══ TEXTO MOSTRADO ══

2, 12), y que entramos en la salvación a causa de la
incredulidad de Israel (véase Rm. 11, 11 ss.; cf. Hch.
28, 23 ss. y notas), siendo llamados al nuevo y gran
misterio del Cuerpo Místico (Ef. 1, 22 s.; 3, 4-9; Col.
1, 26). De ahí que Pablo resulte también para nosotros,
el grande e infalible intérprete de las Escrituras
antiguas, principalmente de los Salmos y de los
Profetas, citados por él a cada paso. Hay Salmos cuyo
discutido significado se fija gracias a las citas que
San Pablo hace de ellos; por ejemplo, el Salmo 44, del
cual el apóstol nos enseña que es nada menos que el
elogio lírico de Cristo triunfante, hecho por boca del
divino Padre (véase Hb. 1, 8 s.). Lo mismo puede decirse
de Sal. 2, 7; 109, 4, etc.
El canon contiene 14
Epístolas que llevan el nombre del gran Apóstol de los
gentiles, incluso la destinada a los Hebreos. Algunas
otras parecen haberse perdido (1 Co. 5, 9; Col. 4, 16).
La sucesión de las
Epístolas paulinas en el canon, no obedece al orden
cronológico, sino más bien a la importancia y al
prestigio de sus destinatarios. La de los Hebreos, como
dice Chaine, si fue agregada al final de Pablo y no
entre las “católicas”, fue a causa de su origen, pero
ello no implica necesariamente que sea posterior a las
otras.
En cuanto a las fechas y
lugar de la composición de cada una, remitimos al lector
a las indicaciones que damos en las notas iniciales.

═══
══ LÍNEAS PROPORCIONADAS ══

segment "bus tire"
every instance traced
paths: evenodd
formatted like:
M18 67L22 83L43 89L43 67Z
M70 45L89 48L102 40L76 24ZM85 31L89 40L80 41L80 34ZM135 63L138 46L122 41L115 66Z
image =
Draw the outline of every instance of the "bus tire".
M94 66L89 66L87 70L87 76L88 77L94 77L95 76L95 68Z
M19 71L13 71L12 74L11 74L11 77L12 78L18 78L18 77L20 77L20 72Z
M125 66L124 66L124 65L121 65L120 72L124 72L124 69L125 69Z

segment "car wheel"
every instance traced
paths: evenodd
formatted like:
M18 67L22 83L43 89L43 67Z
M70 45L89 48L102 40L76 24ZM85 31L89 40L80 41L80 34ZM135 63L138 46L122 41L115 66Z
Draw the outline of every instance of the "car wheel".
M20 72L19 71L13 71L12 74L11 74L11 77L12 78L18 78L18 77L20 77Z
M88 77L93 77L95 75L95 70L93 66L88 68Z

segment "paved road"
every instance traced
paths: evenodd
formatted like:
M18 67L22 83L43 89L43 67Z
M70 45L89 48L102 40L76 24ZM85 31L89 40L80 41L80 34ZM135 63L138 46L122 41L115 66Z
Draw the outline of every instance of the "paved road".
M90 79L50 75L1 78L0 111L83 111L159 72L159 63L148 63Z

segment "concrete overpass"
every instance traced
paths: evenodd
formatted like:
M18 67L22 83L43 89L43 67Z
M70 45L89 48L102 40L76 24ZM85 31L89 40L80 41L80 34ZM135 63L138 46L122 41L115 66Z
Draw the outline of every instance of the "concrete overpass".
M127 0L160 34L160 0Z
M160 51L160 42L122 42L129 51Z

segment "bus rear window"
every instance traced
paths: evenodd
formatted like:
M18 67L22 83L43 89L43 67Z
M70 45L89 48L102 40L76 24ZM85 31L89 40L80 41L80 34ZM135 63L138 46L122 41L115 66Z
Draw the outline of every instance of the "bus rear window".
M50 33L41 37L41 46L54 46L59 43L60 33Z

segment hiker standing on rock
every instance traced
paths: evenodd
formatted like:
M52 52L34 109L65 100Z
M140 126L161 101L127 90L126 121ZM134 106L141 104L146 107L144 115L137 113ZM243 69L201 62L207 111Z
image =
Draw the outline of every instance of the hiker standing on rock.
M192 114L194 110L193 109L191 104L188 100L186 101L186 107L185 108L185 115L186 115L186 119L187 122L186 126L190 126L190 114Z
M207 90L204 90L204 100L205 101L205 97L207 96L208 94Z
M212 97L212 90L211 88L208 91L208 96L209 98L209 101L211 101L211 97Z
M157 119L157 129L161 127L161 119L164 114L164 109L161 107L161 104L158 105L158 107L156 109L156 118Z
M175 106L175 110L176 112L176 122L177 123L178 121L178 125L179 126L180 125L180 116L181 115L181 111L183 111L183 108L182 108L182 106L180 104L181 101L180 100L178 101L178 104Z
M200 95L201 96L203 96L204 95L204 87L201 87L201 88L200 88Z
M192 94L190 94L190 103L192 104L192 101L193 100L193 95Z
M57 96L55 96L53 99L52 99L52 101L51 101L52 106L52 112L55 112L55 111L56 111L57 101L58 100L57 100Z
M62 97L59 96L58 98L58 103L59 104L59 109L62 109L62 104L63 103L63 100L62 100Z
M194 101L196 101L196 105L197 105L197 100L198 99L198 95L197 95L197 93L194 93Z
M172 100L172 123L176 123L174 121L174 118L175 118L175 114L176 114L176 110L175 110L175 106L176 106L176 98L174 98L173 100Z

═══

TAREAS POR HACER =>
**A)** Según el texto sobre las Epístolas paulinas, ¿cuántas Epístolas con el nombre de Pablo contiene el canon?
**B)** ¿Qué Salmos cita por su número el texto sobre las Epístolas paulinas? Enuméralos todos.

EJERCICIO RESUELTO =>
**A)** Catorce, incluida la destinada a los Hebreos.

**B)** Salmo 44; Sal. 2, 7; Sal. 109, 4.